*Task goal:* Write out again, exactly as they stand, the line that includes "Can you see the green leaf" and all remaining lines of the entries.

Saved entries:
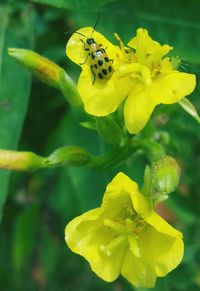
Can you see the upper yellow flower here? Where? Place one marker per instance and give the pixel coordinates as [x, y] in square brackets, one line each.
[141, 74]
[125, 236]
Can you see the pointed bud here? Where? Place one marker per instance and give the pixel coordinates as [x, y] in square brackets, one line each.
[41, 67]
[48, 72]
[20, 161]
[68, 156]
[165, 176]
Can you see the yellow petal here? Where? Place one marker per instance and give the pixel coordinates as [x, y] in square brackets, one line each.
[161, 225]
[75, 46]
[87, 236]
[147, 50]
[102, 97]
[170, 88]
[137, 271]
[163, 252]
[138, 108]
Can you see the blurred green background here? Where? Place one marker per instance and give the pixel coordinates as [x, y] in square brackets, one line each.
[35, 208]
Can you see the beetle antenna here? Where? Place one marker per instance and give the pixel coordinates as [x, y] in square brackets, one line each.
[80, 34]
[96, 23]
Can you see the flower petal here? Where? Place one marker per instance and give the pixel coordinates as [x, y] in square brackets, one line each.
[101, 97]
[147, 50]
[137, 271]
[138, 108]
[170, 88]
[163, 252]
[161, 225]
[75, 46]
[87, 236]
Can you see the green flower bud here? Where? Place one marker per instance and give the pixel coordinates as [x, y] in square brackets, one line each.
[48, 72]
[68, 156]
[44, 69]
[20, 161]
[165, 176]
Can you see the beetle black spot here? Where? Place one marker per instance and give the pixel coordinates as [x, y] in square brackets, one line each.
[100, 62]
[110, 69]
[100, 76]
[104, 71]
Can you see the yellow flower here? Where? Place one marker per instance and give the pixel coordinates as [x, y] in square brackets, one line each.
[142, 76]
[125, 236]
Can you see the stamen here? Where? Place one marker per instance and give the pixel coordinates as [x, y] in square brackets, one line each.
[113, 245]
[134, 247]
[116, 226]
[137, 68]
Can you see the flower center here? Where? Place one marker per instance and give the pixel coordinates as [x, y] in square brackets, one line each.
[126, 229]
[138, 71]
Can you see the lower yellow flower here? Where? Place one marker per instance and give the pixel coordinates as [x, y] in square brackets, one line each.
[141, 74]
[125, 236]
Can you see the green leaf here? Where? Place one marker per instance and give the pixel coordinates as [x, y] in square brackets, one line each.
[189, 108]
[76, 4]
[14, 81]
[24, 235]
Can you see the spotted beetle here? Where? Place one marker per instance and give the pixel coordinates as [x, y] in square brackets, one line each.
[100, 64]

*Solution for this exercise:*
Can you see the green leaf here? Where? Place one marker per instance and give the pixel coordinates as [x, y] in square brackets, one line each.
[189, 108]
[76, 4]
[14, 81]
[24, 235]
Can you see the spotted beetle here? Where? Place one marker per instance and give the pixel coordinates as [x, y] in square brackets, one line each.
[100, 64]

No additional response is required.